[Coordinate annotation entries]
--- START ---
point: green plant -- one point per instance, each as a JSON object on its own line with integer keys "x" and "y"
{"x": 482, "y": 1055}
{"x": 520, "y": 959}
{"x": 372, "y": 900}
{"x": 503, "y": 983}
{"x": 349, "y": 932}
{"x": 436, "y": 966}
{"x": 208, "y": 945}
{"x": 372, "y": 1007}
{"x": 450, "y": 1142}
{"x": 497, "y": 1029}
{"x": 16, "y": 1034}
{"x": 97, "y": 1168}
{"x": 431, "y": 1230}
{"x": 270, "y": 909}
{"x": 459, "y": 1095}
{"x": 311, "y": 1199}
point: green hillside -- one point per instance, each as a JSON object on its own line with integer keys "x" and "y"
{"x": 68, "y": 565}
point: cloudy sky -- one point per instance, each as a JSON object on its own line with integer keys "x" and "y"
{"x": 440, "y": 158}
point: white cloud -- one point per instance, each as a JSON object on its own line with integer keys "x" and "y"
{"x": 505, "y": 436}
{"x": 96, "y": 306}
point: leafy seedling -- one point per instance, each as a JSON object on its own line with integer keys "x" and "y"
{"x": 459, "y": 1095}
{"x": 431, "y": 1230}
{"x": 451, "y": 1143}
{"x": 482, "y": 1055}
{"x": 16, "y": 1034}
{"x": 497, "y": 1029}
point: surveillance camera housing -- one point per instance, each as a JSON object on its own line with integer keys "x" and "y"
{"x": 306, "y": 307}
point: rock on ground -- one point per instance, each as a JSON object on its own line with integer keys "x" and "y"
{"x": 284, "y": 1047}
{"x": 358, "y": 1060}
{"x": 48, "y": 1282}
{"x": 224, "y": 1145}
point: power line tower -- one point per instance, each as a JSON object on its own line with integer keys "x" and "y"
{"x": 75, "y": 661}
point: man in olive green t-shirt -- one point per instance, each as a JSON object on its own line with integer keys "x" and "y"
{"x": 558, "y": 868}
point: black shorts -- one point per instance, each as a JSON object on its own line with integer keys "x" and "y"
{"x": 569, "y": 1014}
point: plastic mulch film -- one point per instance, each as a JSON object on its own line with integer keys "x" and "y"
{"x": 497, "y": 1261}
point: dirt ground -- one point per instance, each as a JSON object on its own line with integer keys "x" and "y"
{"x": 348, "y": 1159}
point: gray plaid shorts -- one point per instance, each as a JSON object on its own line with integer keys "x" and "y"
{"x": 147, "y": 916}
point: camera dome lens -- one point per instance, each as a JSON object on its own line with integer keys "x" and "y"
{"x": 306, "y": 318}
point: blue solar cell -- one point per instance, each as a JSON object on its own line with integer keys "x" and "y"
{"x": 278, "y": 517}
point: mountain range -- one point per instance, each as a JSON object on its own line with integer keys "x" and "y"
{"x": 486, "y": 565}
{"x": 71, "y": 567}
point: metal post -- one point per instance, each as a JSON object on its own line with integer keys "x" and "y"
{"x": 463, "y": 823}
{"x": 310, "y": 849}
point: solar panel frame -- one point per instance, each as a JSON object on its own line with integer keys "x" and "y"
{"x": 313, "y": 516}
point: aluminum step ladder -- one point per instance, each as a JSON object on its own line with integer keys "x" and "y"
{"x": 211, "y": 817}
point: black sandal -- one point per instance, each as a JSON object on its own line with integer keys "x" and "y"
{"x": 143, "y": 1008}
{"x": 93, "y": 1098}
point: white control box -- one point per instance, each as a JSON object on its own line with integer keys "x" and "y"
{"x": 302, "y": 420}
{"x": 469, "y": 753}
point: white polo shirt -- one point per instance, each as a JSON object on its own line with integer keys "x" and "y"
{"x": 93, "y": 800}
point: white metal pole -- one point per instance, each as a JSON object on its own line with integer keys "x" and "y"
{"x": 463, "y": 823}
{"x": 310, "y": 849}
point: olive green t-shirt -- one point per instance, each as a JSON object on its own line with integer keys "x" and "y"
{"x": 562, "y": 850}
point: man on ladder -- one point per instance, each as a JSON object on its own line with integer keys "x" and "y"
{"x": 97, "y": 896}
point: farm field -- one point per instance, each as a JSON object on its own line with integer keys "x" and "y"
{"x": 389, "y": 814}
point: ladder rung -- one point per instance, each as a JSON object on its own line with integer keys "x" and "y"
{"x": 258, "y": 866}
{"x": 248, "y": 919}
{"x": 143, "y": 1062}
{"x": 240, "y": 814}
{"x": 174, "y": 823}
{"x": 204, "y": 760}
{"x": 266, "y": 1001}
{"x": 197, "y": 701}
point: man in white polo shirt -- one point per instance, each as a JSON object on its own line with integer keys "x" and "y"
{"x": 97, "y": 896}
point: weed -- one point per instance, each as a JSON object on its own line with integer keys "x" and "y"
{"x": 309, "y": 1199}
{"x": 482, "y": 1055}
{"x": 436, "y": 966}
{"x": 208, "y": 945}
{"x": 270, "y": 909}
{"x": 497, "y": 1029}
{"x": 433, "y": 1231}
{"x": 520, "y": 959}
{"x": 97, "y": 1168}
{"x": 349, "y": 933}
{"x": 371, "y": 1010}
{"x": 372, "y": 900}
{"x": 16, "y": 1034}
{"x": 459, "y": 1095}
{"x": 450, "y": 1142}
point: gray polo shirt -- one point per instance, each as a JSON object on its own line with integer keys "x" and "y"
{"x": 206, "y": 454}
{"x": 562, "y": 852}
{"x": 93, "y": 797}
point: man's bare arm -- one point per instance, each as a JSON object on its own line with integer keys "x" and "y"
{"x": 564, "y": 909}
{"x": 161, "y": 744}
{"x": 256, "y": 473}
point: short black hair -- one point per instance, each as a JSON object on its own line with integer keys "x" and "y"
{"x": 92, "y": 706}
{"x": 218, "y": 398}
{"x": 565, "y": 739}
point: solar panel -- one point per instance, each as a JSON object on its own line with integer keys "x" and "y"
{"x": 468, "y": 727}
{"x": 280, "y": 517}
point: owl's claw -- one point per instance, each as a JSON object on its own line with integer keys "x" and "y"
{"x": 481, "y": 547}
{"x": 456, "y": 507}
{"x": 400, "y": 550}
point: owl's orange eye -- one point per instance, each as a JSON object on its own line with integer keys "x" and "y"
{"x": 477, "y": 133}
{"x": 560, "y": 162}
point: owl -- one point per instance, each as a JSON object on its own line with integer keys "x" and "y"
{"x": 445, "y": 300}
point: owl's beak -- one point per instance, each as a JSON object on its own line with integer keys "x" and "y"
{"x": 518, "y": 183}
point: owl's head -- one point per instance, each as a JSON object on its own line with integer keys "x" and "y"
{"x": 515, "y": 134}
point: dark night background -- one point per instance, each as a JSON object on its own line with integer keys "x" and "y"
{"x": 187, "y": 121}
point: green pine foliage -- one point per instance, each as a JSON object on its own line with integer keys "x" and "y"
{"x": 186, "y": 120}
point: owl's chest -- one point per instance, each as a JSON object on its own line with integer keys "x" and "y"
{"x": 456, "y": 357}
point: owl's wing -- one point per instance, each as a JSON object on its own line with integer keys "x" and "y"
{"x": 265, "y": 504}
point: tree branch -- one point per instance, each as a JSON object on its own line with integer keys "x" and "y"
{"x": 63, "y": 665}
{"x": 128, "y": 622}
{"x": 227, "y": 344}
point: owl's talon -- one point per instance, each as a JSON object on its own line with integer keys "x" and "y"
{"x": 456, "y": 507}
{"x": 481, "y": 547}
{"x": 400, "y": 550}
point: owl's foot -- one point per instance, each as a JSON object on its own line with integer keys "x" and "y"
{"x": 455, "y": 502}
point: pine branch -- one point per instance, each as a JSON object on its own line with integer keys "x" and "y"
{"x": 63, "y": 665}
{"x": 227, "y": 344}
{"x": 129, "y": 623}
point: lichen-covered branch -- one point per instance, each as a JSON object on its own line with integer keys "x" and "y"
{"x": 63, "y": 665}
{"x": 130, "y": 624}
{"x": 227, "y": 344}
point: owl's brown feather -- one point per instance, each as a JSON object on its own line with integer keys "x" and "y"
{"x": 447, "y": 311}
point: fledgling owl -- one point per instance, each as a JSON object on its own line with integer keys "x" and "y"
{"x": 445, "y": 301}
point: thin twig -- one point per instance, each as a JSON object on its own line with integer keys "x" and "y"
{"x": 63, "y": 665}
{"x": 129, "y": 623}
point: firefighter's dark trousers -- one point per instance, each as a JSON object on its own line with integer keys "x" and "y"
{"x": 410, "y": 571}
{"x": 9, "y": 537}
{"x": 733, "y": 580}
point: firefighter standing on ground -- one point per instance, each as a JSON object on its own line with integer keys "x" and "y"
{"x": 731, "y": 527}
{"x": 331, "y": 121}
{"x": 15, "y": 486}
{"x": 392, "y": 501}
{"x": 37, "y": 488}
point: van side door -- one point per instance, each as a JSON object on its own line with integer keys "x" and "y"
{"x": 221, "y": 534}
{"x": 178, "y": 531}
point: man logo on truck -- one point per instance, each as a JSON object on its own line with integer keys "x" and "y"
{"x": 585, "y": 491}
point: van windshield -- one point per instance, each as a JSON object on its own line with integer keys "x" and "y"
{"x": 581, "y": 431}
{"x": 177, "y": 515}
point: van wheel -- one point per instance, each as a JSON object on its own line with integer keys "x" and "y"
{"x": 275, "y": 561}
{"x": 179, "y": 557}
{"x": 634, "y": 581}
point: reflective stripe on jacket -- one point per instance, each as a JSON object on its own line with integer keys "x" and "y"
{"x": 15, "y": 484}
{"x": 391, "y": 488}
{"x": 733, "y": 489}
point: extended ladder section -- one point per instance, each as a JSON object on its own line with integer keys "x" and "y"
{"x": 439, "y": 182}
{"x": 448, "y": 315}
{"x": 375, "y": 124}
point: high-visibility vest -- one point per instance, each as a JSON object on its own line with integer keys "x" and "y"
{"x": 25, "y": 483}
--- END ---
• Instruction: Quote only the lines from the line containing "point: van side" through the end of the listing, please, keeping both the first and the last line.

• Final result:
point: van side door -- one point per instance, each as a JSON object on its own line with integer keys "x" and "y"
{"x": 221, "y": 534}
{"x": 178, "y": 531}
point: man logo on truck -- one point per instance, each as a JSON object on its own line with integer keys "x" and "y"
{"x": 585, "y": 491}
point: van windshield -- one point per instance, each as a JSON object on its own line with integer keys "x" and "y"
{"x": 581, "y": 431}
{"x": 177, "y": 515}
point: van wheel -- one point per instance, each as a JSON object on its own line with integer keys "x" and "y"
{"x": 275, "y": 561}
{"x": 179, "y": 557}
{"x": 634, "y": 581}
point: reflective stripe on jacket -- one point per instance, each as a JSON object on its own line with integer keys "x" and "y"
{"x": 15, "y": 484}
{"x": 391, "y": 488}
{"x": 733, "y": 489}
point: extended ladder section -- one point per instance, each as a JSON object on its own line with integer keys "x" and "y"
{"x": 439, "y": 182}
{"x": 448, "y": 315}
{"x": 375, "y": 124}
point: high-visibility vest -- one point per instance, each as a JSON object on its own line with integer keys "x" and "y"
{"x": 25, "y": 483}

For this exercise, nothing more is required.